======== SUPPLIED TEXT

On Tue, Sep 27, 2011 at 04:26:47PM -0300, Alexandre Oliva wrote:
> On Sep 20, 2011, Jakub Jelinek <ja...@redhat.com> wrote:
> 
> > For NOTE_INSN_CALL_ARG_LOCATION, the locations aren't location lists, but
> > a single location at the point of the call.  They are independent of
> > all other locations, so any kind of caching only decreases the chance
> > that a suitable location
> 
> With the proposed patch, we cache full expressions, and we should have
> an expression if there's a location for the expression (save for
> expression depth limits).
> 
> > is found (and as the numbers show, it decreases it a lot).
> 
> It decreased because of a bug: many equivalence expressions that used to
> be only in the cselib equivalence lists were no longer used with the
> proposed patch.  I have a fix to bring them back in, but see below.

================
======== DATA PROVIDED

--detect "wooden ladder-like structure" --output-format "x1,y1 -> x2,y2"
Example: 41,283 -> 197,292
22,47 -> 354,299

================

## EXERCISE INSTRUCTIONS
Quote each noun phrase in the mailing-list excerpt that contains the word "expression" or "expressions," in the order they occur.

## COMPLETE ANSWER
- full expressions
- an expression
- the expression
- expression depth limits
- many equivalence expressions